### WHAT IS BEING ASKED:
Reproduce every line of the records below, requests included, with each coordinate in the outlines multiplied by 1.7 and rounded to the nearest whole number, halves rounded up.

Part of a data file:
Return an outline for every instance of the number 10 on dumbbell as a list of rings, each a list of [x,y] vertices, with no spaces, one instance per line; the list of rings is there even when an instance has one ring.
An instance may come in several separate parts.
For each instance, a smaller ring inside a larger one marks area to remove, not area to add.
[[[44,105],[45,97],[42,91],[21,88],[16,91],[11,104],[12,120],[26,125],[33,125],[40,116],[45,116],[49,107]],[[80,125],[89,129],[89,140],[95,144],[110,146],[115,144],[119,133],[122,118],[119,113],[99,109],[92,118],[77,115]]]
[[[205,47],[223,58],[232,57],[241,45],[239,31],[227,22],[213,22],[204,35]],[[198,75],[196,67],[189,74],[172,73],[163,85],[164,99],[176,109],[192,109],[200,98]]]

### TASK RESPONSE:
Return an outline for every instance of the number 10 on dumbbell as a list of rings, each a list of [x,y] vertices, with no spaces, one instance per line; the list of rings is there even when an instance has one ring.
An instance may come in several separate parts.
For each instance, a smaller ring inside a larger one marks area to remove, not area to add.
[[[75,179],[77,165],[71,155],[36,150],[27,155],[19,177],[20,204],[44,213],[56,213],[68,197],[77,197],[83,182]],[[136,213],[151,219],[151,238],[162,245],[187,248],[196,245],[202,226],[207,201],[202,192],[168,185],[156,201],[131,196]]]
[[[349,80],[379,99],[394,97],[410,77],[406,53],[386,37],[362,37],[347,60]],[[337,128],[333,114],[321,126],[292,124],[277,145],[279,168],[299,185],[326,185],[340,167]]]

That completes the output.